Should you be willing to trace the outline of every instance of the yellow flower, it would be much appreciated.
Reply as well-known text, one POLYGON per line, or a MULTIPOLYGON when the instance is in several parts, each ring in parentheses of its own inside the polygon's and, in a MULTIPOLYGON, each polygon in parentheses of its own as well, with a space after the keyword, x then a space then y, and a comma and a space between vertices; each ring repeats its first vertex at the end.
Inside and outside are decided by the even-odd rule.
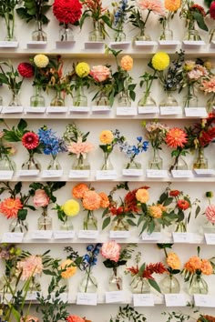
POLYGON ((38 54, 34 57, 34 63, 38 68, 45 68, 49 63, 49 59, 46 55, 38 54))
POLYGON ((114 135, 109 130, 104 130, 99 135, 99 140, 104 145, 109 145, 113 141, 113 139, 114 139, 114 135))
POLYGON ((151 64, 155 70, 164 70, 169 65, 169 55, 166 53, 159 52, 153 55, 151 64))
POLYGON ((84 63, 84 62, 78 63, 76 66, 76 73, 81 78, 87 76, 87 75, 89 74, 89 71, 90 71, 90 68, 89 68, 88 64, 87 64, 87 63, 84 63))
POLYGON ((80 210, 80 206, 77 201, 69 199, 62 206, 62 210, 67 216, 75 216, 80 210))

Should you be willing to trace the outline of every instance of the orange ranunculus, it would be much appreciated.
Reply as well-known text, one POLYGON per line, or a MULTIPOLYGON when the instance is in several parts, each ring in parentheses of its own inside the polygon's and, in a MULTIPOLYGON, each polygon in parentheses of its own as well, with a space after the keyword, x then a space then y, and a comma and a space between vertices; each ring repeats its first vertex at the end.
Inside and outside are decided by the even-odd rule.
POLYGON ((88 190, 89 190, 89 188, 86 184, 78 184, 73 187, 72 196, 75 198, 80 199, 80 198, 83 198, 84 194, 86 193, 86 191, 88 191, 88 190))

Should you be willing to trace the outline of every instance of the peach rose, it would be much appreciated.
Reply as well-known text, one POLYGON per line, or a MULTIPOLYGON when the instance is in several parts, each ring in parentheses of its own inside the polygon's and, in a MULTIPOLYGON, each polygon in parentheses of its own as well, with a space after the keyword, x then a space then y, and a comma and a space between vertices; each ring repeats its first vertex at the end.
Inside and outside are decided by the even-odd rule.
POLYGON ((46 206, 49 203, 49 197, 46 194, 45 190, 37 189, 36 190, 33 202, 35 206, 46 206))

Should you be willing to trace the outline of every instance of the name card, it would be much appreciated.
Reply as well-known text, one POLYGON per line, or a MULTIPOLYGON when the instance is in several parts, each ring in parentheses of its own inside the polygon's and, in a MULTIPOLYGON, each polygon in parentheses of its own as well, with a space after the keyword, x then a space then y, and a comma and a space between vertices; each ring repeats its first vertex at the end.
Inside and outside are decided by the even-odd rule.
POLYGON ((32 239, 51 239, 52 238, 52 230, 33 230, 31 232, 32 239))
POLYGON ((39 170, 19 170, 18 176, 36 176, 39 174, 39 170))
POLYGON ((125 300, 123 291, 106 292, 106 303, 120 303, 125 300))
POLYGON ((148 233, 142 233, 142 240, 145 241, 158 241, 161 239, 161 233, 160 232, 153 232, 151 234, 148 233))
POLYGON ((14 175, 14 171, 0 170, 0 180, 10 180, 14 175))
POLYGON ((79 230, 78 238, 96 239, 98 237, 98 230, 79 230))
POLYGON ((137 116, 137 108, 131 106, 117 107, 117 116, 137 116))
POLYGON ((68 177, 70 178, 78 178, 78 177, 89 177, 90 170, 70 170, 68 177))
POLYGON ((134 307, 154 307, 154 297, 152 294, 133 294, 134 307))
POLYGON ((60 177, 63 176, 63 170, 43 170, 42 177, 60 177))
POLYGON ((3 114, 23 113, 23 106, 3 106, 3 114))
POLYGON ((207 117, 208 113, 205 107, 185 107, 185 116, 187 117, 207 117))
POLYGON ((97 180, 115 180, 117 176, 116 170, 97 170, 97 180))
POLYGON ((168 177, 168 170, 147 169, 147 177, 168 177))
POLYGON ((160 106, 161 116, 172 116, 176 114, 182 114, 181 106, 160 106))
POLYGON ((110 230, 110 238, 129 238, 130 232, 128 230, 110 230))
POLYGON ((159 106, 138 106, 138 114, 159 114, 159 106))
POLYGON ((2 243, 22 243, 24 233, 4 233, 2 243))
POLYGON ((53 232, 54 239, 71 239, 74 238, 74 230, 55 230, 53 232))
POLYGON ((173 177, 193 177, 191 170, 171 170, 173 177))
POLYGON ((77 304, 84 306, 97 306, 97 293, 77 293, 77 304))
POLYGON ((184 294, 165 294, 164 298, 166 307, 186 307, 187 305, 184 294))
POLYGON ((128 176, 143 176, 143 169, 122 169, 122 175, 128 176))
POLYGON ((204 235, 207 245, 215 245, 215 234, 205 233, 204 235))
POLYGON ((214 297, 203 294, 194 294, 194 302, 197 307, 215 307, 214 297))

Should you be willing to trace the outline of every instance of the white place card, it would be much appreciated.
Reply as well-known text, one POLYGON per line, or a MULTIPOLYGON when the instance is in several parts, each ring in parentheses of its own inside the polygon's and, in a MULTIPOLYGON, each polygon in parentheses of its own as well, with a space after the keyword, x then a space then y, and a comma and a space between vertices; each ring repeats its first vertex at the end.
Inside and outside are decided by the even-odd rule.
POLYGON ((14 175, 14 171, 0 170, 0 180, 10 180, 14 175))
POLYGON ((214 297, 203 294, 194 294, 194 303, 197 307, 215 307, 214 297))
POLYGON ((75 236, 74 230, 55 230, 53 231, 54 239, 72 239, 75 236))
POLYGON ((18 170, 18 176, 36 176, 39 170, 18 170))
POLYGON ((67 113, 68 111, 67 106, 47 106, 46 113, 67 113))
POLYGON ((128 230, 110 230, 109 238, 129 238, 130 232, 128 230))
POLYGON ((40 113, 40 114, 43 114, 46 112, 46 107, 43 106, 35 106, 35 107, 32 107, 32 106, 28 106, 28 107, 25 107, 24 109, 24 112, 25 113, 40 113))
POLYGON ((4 233, 2 243, 22 243, 24 233, 4 233))
POLYGON ((160 232, 153 232, 151 234, 142 233, 142 240, 145 241, 158 241, 160 240, 162 234, 160 232))
POLYGON ((133 294, 134 307, 154 307, 153 294, 133 294))
POLYGON ((60 177, 63 176, 63 169, 61 170, 43 170, 42 177, 60 177))
POLYGON ((143 176, 143 169, 122 169, 122 175, 128 176, 143 176))
POLYGON ((171 170, 173 177, 193 177, 192 170, 171 170))
POLYGON ((33 230, 31 239, 51 239, 52 234, 52 230, 33 230))
POLYGON ((23 113, 23 106, 3 106, 3 114, 23 113))
POLYGON ((97 180, 116 180, 117 177, 116 170, 97 170, 97 180))
POLYGON ((77 304, 84 306, 97 306, 97 293, 77 293, 77 304))
POLYGON ((215 234, 205 233, 204 236, 207 245, 215 245, 215 234))
POLYGON ((89 177, 90 170, 70 170, 68 174, 69 178, 89 177))
POLYGON ((160 106, 160 116, 174 116, 177 114, 182 114, 181 106, 160 106))
POLYGON ((168 170, 147 169, 147 177, 168 177, 168 170))
POLYGON ((106 303, 121 303, 125 300, 123 291, 106 292, 106 303))
POLYGON ((97 239, 98 237, 98 230, 79 230, 78 238, 97 239))
POLYGON ((117 116, 137 116, 137 107, 132 107, 132 106, 117 107, 117 116))
POLYGON ((185 107, 185 116, 187 117, 207 117, 208 113, 205 107, 185 107))
POLYGON ((166 307, 186 307, 187 301, 184 294, 170 293, 164 295, 166 307))
POLYGON ((138 114, 159 114, 159 106, 138 106, 138 114))

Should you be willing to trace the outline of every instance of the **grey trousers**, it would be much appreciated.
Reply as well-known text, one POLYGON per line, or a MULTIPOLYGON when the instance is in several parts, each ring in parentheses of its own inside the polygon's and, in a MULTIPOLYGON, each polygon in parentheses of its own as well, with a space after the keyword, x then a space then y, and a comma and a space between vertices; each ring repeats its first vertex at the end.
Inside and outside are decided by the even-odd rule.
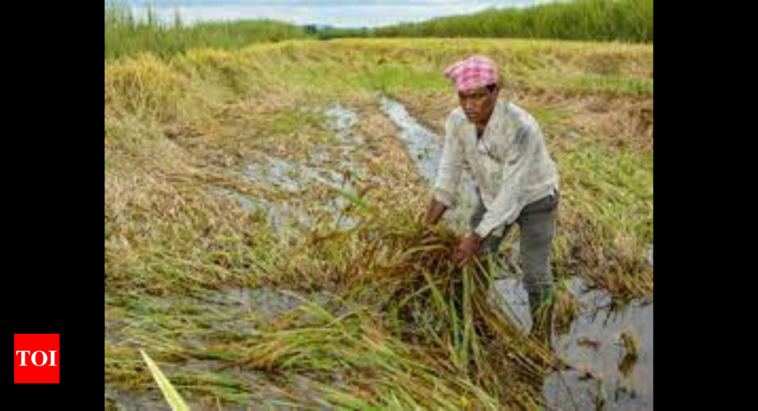
MULTIPOLYGON (((515 220, 521 232, 520 263, 524 272, 524 287, 529 294, 529 305, 532 309, 544 303, 552 295, 555 287, 550 269, 550 254, 559 198, 560 195, 556 191, 537 200, 525 207, 515 220)), ((479 196, 470 221, 472 231, 479 225, 485 211, 479 196)), ((484 239, 479 250, 480 256, 496 253, 512 227, 512 225, 505 226, 493 230, 484 239), (500 229, 501 228, 503 229, 500 229)))

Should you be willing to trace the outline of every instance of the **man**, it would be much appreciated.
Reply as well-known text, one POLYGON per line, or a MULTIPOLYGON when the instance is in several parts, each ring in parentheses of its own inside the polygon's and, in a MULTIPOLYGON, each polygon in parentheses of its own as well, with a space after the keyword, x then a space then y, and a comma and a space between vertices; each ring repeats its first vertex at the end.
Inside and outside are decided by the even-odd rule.
POLYGON ((534 117, 513 103, 498 101, 497 68, 492 60, 475 55, 450 66, 445 75, 458 91, 460 107, 447 118, 424 222, 436 224, 455 206, 461 172, 468 166, 478 204, 471 218, 471 232, 460 240, 452 259, 463 264, 496 253, 518 223, 531 335, 550 345, 554 289, 550 249, 559 200, 555 164, 534 117))

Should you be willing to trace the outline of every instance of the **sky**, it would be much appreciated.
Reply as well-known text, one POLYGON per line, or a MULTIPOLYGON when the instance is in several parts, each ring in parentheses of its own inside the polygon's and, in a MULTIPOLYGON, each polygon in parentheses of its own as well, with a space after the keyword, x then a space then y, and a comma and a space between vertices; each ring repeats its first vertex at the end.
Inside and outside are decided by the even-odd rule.
MULTIPOLYGON (((112 2, 106 1, 105 3, 112 2)), ((268 18, 295 24, 375 27, 543 0, 121 0, 137 14, 152 5, 161 19, 179 11, 186 22, 268 18)))

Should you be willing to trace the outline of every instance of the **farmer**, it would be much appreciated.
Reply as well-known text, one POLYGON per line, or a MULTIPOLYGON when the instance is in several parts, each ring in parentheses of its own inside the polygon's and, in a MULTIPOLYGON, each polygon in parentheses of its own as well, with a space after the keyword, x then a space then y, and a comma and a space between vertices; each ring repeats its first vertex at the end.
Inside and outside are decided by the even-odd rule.
POLYGON ((445 70, 460 107, 447 117, 445 146, 424 216, 436 224, 456 205, 464 167, 476 184, 478 204, 471 233, 453 252, 456 264, 493 254, 510 228, 521 232, 521 265, 529 295, 531 335, 550 345, 553 274, 550 248, 559 201, 558 173, 537 121, 513 103, 498 101, 497 67, 488 58, 472 56, 445 70))

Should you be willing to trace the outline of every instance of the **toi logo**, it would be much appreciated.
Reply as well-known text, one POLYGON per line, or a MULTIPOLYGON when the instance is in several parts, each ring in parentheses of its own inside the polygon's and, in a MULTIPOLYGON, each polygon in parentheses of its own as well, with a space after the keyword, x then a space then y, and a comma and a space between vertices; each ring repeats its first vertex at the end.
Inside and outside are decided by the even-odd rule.
POLYGON ((14 383, 59 383, 60 334, 14 334, 14 383))

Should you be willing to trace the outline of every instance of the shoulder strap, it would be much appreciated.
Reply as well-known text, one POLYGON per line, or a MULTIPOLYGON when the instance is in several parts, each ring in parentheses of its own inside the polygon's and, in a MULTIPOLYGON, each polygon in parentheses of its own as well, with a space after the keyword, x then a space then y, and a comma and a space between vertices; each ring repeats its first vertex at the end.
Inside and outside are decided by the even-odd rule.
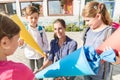
POLYGON ((43 30, 43 27, 42 26, 38 26, 38 31, 41 31, 43 30))
POLYGON ((38 26, 38 31, 40 32, 40 36, 43 38, 43 27, 42 26, 38 26))
POLYGON ((85 32, 83 33, 83 45, 85 44, 87 32, 89 29, 90 29, 90 27, 86 28, 85 32))
POLYGON ((116 29, 114 27, 111 27, 109 28, 107 31, 106 31, 106 34, 105 34, 105 39, 108 38, 116 29))

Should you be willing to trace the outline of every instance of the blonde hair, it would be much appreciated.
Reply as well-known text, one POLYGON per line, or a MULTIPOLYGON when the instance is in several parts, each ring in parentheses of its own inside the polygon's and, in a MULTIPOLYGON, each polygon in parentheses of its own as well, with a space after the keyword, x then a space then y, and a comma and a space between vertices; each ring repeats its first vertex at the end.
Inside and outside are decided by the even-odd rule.
POLYGON ((19 26, 5 14, 0 14, 0 40, 7 36, 12 38, 20 32, 19 26))
POLYGON ((29 5, 28 7, 26 7, 26 8, 23 9, 23 14, 25 16, 30 16, 33 13, 38 13, 39 14, 39 10, 35 6, 29 5))
POLYGON ((111 25, 112 20, 104 3, 88 2, 83 8, 82 16, 94 18, 97 13, 101 14, 101 19, 106 25, 111 25))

==============================

WHAT IS EXPECTED:
Tally the lines of the entries above that contain the string "card", matching case exactly, and give only the number.

THE OUTPUT:
2